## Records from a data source
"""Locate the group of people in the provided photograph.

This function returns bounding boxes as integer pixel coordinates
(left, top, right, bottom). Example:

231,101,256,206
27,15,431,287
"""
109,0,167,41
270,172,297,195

## To do
Turn every line of the material above into a numbered list, leaving out the blank lines.

## Solved problem
1. """Locate the group of people in the provided photograph.
2. This function returns bounding boxes as integer pixel coordinates
3. (left, top, right, bottom). Example:
4. 231,101,256,206
5. 27,15,431,287
6. """
7. 109,0,167,41
8. 270,172,297,195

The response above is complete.